►

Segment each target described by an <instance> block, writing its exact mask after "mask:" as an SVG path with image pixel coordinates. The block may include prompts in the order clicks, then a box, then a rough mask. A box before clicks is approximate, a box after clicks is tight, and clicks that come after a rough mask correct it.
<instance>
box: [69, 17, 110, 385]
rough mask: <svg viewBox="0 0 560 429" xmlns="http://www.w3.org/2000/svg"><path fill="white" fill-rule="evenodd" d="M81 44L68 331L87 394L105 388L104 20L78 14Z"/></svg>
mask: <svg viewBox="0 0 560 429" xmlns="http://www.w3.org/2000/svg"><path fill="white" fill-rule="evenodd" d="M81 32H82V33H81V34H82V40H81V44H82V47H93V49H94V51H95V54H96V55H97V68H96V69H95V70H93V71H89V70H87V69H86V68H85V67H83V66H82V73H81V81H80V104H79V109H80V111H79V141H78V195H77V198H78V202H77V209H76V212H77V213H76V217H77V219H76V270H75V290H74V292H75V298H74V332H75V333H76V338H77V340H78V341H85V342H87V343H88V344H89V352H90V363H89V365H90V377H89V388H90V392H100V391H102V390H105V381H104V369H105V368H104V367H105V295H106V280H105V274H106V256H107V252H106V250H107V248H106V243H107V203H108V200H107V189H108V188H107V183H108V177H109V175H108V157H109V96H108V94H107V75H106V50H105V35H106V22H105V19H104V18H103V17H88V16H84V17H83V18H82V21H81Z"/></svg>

◄

REQUIRED WORK
Return the whole listing above verbatim.

RESPONSE BOX
Segment each target described by an <instance> block, writing its exact mask after "mask:" as an SVG path with image pixel coordinates. The block may include prompts in the order clicks, then a box, then a rough mask. A box before clicks is approximate, a box after clicks is tight, and clicks that come after a rough mask correct it.
<instance>
box: [69, 17, 110, 385]
rough mask: <svg viewBox="0 0 560 429" xmlns="http://www.w3.org/2000/svg"><path fill="white" fill-rule="evenodd" d="M81 44L68 331L87 394L105 388L104 20L78 14Z"/></svg>
mask: <svg viewBox="0 0 560 429" xmlns="http://www.w3.org/2000/svg"><path fill="white" fill-rule="evenodd" d="M81 32H82V33H81V34H82V40H81V44H82V47H93V49H94V51H95V54H96V55H97V68H96V69H95V70H93V71H89V70H87V69H86V68H85V67H83V66H82V73H81V81H80V104H79V109H80V111H79V141H78V195H77V198H78V202H77V209H76V212H77V213H76V217H77V219H76V270H75V290H74V292H75V298H74V332H75V333H76V338H77V340H78V341H85V342H87V343H88V344H89V352H90V363H89V365H90V377H89V388H90V392H100V391H102V390H105V381H104V369H105V368H104V367H105V295H106V280H105V274H106V256H107V252H106V250H107V248H106V243H107V203H108V200H107V189H108V188H107V183H108V177H109V175H108V157H109V96H108V94H107V75H106V50H105V35H106V22H105V19H104V18H103V17H88V16H84V17H83V18H82V21H81Z"/></svg>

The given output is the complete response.